[[ Text provided, beginning ]]

Except a thousand times worse when it pops. Not sure the stock market has ever been so heavily weighted to 7 companies and I’ve never known a single factor to account for so large a chunk of our GDP.
I think it may have been even larger but not by much.
The difference is the dot com bubble ended up with huge amounts of fibre infrastructure installed which was ultimately used (many years later).
This bubble will end up with huge data centres with obsolete GPUs which have massive water and power consumption burdens.
Funny enough, my first IT job was temp work doing Y2K updates at Williams Companies. They were Tulsa’s largest employer and were laying new fiber and lighting dark fiber. Never tied their sudden demise to to dotcom crash.
Still, I’d argue the AI bubble is a monster. 7 companies (Apple, Amazon, Alphabet, Meta, Microsoft, Nvidia and Tesla) are holding up the stock market, all deeply into AI. Nvidia straight crashes on this bubble and we all know Telsa is monstrously overvalued.

[[ Text provided, end ]]
[[ Data, beginning ]]

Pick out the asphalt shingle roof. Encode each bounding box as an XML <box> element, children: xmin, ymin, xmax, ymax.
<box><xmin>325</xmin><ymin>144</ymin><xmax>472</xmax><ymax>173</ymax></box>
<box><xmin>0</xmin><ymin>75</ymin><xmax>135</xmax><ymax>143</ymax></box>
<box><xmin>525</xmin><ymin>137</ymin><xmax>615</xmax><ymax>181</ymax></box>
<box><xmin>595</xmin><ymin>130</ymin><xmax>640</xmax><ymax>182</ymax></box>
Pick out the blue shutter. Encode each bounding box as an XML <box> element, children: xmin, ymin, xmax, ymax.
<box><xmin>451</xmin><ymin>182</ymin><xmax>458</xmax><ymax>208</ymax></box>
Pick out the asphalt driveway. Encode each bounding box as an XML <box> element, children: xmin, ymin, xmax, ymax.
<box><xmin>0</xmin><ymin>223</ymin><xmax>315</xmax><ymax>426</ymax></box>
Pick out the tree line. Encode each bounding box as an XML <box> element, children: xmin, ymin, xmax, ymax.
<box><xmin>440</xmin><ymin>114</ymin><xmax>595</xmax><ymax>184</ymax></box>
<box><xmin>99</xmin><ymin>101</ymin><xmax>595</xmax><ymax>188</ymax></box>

[[ Data, end ]]

Parts of the exercise:
A) According to the AI bubble discussion, what was the writer's first IT job?
B) Continue the AI bubble discussion from its last sentence.
The records were taken from a separate source.

Expected results:
A) Temp work doing Y2K updates at Williams Companies.

B)
We Haven’t Seen This Level of Market Concentration Since the Great Depression
…investment in information-processing equipment and software was only 4% of U.S. GDP for the first half of 2025, yet it also accounted for fully 92% of GDP growth over that period
Yikes!
Ah, yes.
Exactly like Cloud was.
Blockchain.
Search optimization. CSS. The various JS frameworks. Probably more that I want to ignore right now.
Throw it in your solution, you can charge more for it. Doesn’t matter if it improves anything or not.
Ok, but let’s go all the way back to “the internet” in general.
The .com bubble did eventually collapse though. So…
You can only use that as leverage if some companies legitimately want that.
The reason it’s being pushed even though nobody wants it is…drumroll defrauding investors!
Even if you’re not an AI company, you want AI in it to mislead investors of your own. Basically slapping AI on your branding, and nothing else, increases your stock value.
Just like adding “dotcom” to your business name increased it’s value. Until it didn’t.
9/10 people “investing” know it’s bullshit, they’re just gambling with other degenerates in a weird game of chair-circle or whatever the fuck that childhood gane was called.
our entire economy has been around facilitating speculation, because it “increases liquidity”, so now we have a nation of gamblers where noone wants to work…and why would they when work is punished
My company bought a blockchain company with the same reasoning. They divested in blockchain as soon as the fad ended.
The rich want the tech to progress to the point that their control of society can be automated as a layer of protection.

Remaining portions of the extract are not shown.